**Brief**
Can you return every line of the items below as a numbered list, skipping blank lines and leaving the pictures out?

[Saved data entries]
******************************

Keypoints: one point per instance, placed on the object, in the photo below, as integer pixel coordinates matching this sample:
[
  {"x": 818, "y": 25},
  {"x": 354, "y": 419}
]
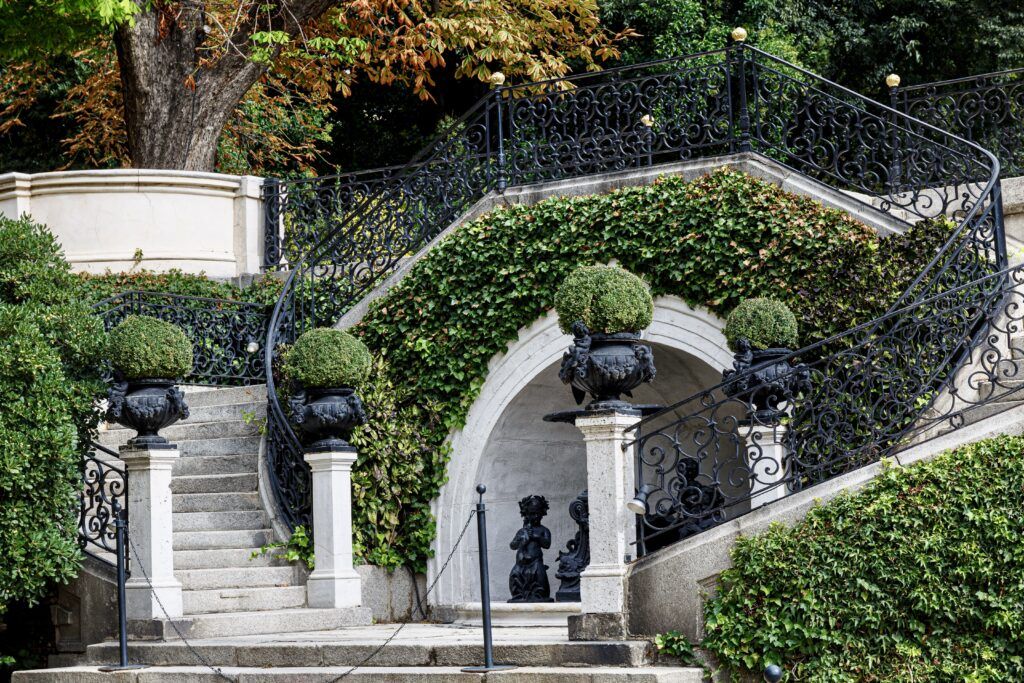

******************************

**Solution for this exercise**
1. Keypoints: one point per instance, placed on the object, in the photo below, as integer pixel coordinates matching this sample:
2. [
3.   {"x": 818, "y": 25},
4.   {"x": 354, "y": 419}
5. ]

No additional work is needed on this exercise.